Make an exact copy of all the data.

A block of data
==================================================

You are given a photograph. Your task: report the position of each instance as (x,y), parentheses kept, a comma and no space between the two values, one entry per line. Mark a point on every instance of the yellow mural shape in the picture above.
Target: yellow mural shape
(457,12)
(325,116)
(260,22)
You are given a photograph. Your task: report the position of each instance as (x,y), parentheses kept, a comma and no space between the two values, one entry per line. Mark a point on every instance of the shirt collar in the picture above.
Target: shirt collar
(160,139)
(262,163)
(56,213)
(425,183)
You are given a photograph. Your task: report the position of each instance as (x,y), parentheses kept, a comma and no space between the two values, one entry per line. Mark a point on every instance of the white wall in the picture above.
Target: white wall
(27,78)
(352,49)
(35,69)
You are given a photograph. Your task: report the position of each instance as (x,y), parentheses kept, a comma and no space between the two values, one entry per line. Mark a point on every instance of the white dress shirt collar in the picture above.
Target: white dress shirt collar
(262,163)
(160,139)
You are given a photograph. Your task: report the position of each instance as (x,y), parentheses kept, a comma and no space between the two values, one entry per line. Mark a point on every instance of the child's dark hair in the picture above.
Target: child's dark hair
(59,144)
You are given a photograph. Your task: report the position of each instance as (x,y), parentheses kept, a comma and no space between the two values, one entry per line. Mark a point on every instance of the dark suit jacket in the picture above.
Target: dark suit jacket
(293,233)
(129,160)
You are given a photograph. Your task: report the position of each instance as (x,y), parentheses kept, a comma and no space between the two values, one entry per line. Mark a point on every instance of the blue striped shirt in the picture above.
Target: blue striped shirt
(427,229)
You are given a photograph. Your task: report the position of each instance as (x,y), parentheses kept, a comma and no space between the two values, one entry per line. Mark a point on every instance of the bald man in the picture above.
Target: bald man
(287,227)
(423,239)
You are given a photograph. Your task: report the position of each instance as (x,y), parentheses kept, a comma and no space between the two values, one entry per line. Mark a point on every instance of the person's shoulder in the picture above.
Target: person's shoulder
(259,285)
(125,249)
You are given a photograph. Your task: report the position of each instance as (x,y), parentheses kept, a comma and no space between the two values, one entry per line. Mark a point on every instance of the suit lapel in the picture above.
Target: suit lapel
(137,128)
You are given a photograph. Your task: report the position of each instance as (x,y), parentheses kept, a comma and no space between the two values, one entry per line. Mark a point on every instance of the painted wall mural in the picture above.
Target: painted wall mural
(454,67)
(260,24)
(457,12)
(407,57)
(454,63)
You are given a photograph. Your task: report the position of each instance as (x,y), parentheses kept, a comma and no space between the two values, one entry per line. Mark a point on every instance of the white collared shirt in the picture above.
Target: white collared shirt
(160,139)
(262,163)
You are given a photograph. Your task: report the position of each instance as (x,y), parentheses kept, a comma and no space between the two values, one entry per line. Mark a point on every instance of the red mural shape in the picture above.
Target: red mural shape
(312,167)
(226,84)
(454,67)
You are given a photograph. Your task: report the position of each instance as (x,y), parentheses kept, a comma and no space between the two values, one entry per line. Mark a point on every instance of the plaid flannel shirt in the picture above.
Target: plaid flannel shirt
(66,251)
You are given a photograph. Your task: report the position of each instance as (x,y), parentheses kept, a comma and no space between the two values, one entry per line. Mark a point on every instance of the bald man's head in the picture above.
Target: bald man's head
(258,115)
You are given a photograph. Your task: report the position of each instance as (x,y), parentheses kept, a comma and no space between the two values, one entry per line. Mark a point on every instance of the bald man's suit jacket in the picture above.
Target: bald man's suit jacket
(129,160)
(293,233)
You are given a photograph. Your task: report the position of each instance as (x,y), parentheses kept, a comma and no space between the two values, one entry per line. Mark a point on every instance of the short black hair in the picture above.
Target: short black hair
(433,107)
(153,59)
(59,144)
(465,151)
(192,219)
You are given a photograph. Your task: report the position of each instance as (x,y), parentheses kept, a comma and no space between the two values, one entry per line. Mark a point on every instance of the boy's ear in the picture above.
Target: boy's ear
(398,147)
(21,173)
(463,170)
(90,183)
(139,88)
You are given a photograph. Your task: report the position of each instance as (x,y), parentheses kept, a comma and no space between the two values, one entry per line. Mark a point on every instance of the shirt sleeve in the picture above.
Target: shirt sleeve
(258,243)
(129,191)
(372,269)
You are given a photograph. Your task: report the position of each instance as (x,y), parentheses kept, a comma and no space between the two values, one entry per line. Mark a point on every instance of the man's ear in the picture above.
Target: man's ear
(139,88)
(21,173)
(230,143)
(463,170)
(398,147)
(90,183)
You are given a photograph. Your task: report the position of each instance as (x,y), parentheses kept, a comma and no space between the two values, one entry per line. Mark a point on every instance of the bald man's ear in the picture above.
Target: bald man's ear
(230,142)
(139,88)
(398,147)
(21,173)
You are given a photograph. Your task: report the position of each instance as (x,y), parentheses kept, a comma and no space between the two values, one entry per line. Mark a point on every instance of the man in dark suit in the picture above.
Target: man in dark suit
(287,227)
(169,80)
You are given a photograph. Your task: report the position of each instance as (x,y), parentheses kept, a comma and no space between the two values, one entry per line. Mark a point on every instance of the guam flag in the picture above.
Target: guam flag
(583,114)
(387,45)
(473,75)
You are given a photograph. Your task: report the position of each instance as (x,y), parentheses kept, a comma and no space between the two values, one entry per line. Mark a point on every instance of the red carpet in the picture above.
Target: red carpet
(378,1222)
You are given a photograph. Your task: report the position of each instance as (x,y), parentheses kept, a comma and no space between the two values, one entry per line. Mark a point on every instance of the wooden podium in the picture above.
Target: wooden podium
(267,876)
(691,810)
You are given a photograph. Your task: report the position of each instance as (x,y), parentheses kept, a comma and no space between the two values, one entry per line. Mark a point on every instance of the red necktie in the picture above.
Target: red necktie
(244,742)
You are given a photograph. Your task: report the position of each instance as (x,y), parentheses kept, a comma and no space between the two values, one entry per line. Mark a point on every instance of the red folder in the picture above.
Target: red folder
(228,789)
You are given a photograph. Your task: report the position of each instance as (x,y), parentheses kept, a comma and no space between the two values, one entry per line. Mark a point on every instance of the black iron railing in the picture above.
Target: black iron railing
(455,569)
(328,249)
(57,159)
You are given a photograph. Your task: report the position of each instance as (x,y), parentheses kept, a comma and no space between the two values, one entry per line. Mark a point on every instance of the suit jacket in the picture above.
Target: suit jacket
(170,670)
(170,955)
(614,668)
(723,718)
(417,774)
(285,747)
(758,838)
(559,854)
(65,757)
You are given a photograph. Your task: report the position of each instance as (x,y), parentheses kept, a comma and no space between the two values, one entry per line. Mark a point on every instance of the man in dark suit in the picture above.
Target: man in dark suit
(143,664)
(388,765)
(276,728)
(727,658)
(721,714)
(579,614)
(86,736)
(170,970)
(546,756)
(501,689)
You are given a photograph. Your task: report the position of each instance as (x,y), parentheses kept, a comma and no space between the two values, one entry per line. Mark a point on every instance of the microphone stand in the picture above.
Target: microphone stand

==================================================

_COMPLETE RESPONSE_
You are given a photograph. Your task: report the position of each instance as (x,y), parentheses kept, a comma and no space between the two values, one entry per line. Mark a point on every instance of the yellow mural shape in the picture above.
Target: yellow mural shape
(457,12)
(325,116)
(260,22)
You are given a photograph. Your task: report the position of each instance as (x,y), parentheses kept, a comma and no space between the two values, one entry per line. Mark a point on every instance of the shirt collar in the picture above.
Target: shirt collar
(160,139)
(262,163)
(56,213)
(425,183)
You are given a photograph. Your task: report the position of each instance as (x,y), parentheses kept, a comma and no space between the two values, one entry per line. Mark a point on every instance of the white wall in the picture above.
Target: white wall
(27,78)
(352,49)
(35,69)
You are given a photograph. Your task: report the position of each instance as (x,y), parentheses kept, a comma and no space between the two values, one entry per line. Mark a point on every instance of the white dress shirt collar in the picture above.
Target: white dress shirt collar
(262,163)
(160,139)
You are given a photograph. Your task: report the position of each instance as (x,y), parentheses kept, a comma and no space between the two values, one entry per line. Mark a point on every instance of the child's dark hair in the picture above.
Target: child's dark hair
(59,144)
You are given a photograph. Your task: report the position of each instance as (x,y), parentheses kept, a comma and no space between the two values, one entry per line. Mark a point on every instance of the dark suit jacket in the picture above.
Target: dark suit jacket
(293,233)
(129,160)
You are given a photograph. Your task: report the position of each instance as (x,y), parentheses kept, a comma and no space between the two values, one entry per line. Mark a point on every instance of the blue striped shirt in the picture above.
Target: blue striped shirt
(427,229)
You are given a photograph. Your task: report the position of each instance as (x,y), parentheses kept, a comma and no space between the two values, one entry per line. Mark a point on every instance of the bald man in the picture above.
Target: bald man
(287,227)
(423,239)
You are given a photograph. Your task: report the position of each instance as (x,y), parentheses kept, a comma and no space between the two values, one entry per line. Mark a point on every instance of the person's shoulder in the picture above.
Target: person's shoulder
(259,285)
(125,249)
You are given a photograph. Your task: report the position of each instance as (x,y), parentheses kept, a comma and no space between the two values, one entry per line. Mark a point on every instance of the suit lapel in the picture above.
Target: suit lapel
(137,128)
You are given a photograph. Your task: report the position of each instance as (x,y), parentheses kept, a comma and no space between the two values, one entry per line. Mark a point on every instance of the painted wall mural in the picture above.
Target: painted wall mural
(454,67)
(260,24)
(457,12)
(407,57)
(454,63)
You are given a photograph. Your task: report the position of each instance as (x,y), parentheses kept, a comma and no space between the two values, one entry per line. Mark a point on every instance of the white collared shirt in the picture above.
Target: white collared shirt
(160,139)
(262,163)
You are given a photograph. Your task: report the position of each instance as (x,y), parentheses kept, a comma and no space between the two values, one entry per line. Mark a point on every instance of the red mural shape in the picture above.
Target: red mural shape
(312,167)
(226,84)
(454,67)
You are given a photograph. Your task: report the position of each instance as (x,y), parentheses kept, a comma and no space between the two values, one entry per line. Mark a point on every instance of the plaid flannel shirt in the picture above.
Target: plaid flannel shirt
(66,251)
You are given a photograph. Your task: report the position of each instance as (x,y), parentheses kept, a comma and no space between the two values, one entry per line. Mark a point on every instance of the bald man's head in the picture above.
Target: bald man's head
(258,115)
You are given a photograph. Your task: report the position of each instance as (x,y), parentheses kept, a comma and no space between the two values, one entry per line. Mark a point on every instance of the bald man's suit jacket in the picture above.
Target: bald man's suit jacket
(129,160)
(293,233)
You are given a photograph. Your task: report the position of each instance as (x,y), parentheses kept, a comma and no space between the two values, one entry per line. Mark a point on every instance of the short black hair in the picture above.
Target: short black hair
(433,107)
(153,59)
(59,144)
(465,151)
(192,219)
You are given a photograph. Your task: report the position of each instance as (x,y), parentheses kept, a comma and no space between the two values, one entry per line. Mark a point on every instance of the boy's ear in the picture above.
Target: boy's ear
(398,147)
(21,173)
(463,170)
(90,183)
(139,88)
You are given a photograph. Your task: report the position of each instance as (x,y), parentheses kept, a comma and no space between the two values, one entry per line. Mark a point on every instance of the shirt sleeve in the picture above.
Target: shirt sleeve
(258,243)
(129,191)
(372,269)
You are given a photograph. Your task: report the position of each instance as (x,y), parentheses kept, a comma and no space between the two values, one entry per line. Mark a point on every instance of the man's ear in the picture above.
Target: man's ear
(139,88)
(21,173)
(230,143)
(463,170)
(398,147)
(90,183)
You are given a photograph. Your task: report the position of each instance as (x,y), parentheses kept, a comma and no space between the two values, one entry per line. Mark a point on every instance of the bald man's ear in the picture above.
Target: bald man's ear
(230,142)
(139,88)
(398,147)
(21,173)
You are given a photograph. Your task: report the position of each instance as (x,y), parentheses kept, a comma and no space between the two values, one entry per line. Mark a point on every instance of the man in dark suit in the picture above.
Target: man in dark suit
(287,227)
(169,80)
You are given a photograph. Your task: report the position of each instance as (x,y), parentheses kept, a comma and no space between the two values, one entry per line. Mark a point on every instance of the guam flag in the picture above.
Target: guam flag
(583,114)
(387,45)
(473,75)
You are given a photograph. Your task: report the position of each instance as (x,y), parentheses kept, a comma and no space between the two values, one entry per line. Mark a point on every instance of the red carpet in the picture above.
Target: red carpet
(378,1222)
You are given a photograph. Your task: report the position of each instance as (x,y), parentheses kept, a comma and no space between the two values, one entry per line. Mark a point on every instance of the wooden podium in the picture above.
Target: wooden podium
(267,876)
(691,810)
You are given a photograph. Your task: report the position of each instance as (x,y), parentheses kept, a comma and no space between the two values, one entry per line. Mark a point on every instance of the red necktie in the picture above.
Target: red necktie
(244,742)
You are given a photograph. Your task: report the position of each instance as (x,y), parentheses kept, a comma and no space between the two values, one entry per line. Mark a point on every instance of the red folder in the picture above.
Target: red folder
(228,789)
You are given a photograph. Your task: report the position of each instance as (x,y), parentheses kept, a comma and no space between the two values, one entry per line. Mark a point on every instance of the black iron railing in the picture above.
Target: black iron railing
(455,569)
(328,249)
(57,159)
You are given a photograph. Your task: report the position of each instance as (x,y), parentheses kept, a comma and no space between the two values, one entry per line. Mark a point on every instance of the suit jacket in the picture above.
Target: suit jacket
(170,670)
(170,955)
(614,668)
(723,718)
(417,774)
(285,747)
(758,838)
(559,854)
(65,757)
You are given a photograph. Your task: report the position of each instance as (x,y), parentheses kept, a comma and no space between the two values, one entry per line. Mark a point on every instance of the man in dark suit in the picture above.
Target: man in dark suit
(143,664)
(388,765)
(276,728)
(727,658)
(721,714)
(579,614)
(86,736)
(170,970)
(546,756)
(501,689)
You are given a photograph. Your task: report the position of each instance as (x,y), parentheses kept, a comma and no space between the two values, one entry per line. Mark a point on every instance of the microphone stand in the picture above.
Target: microphone stand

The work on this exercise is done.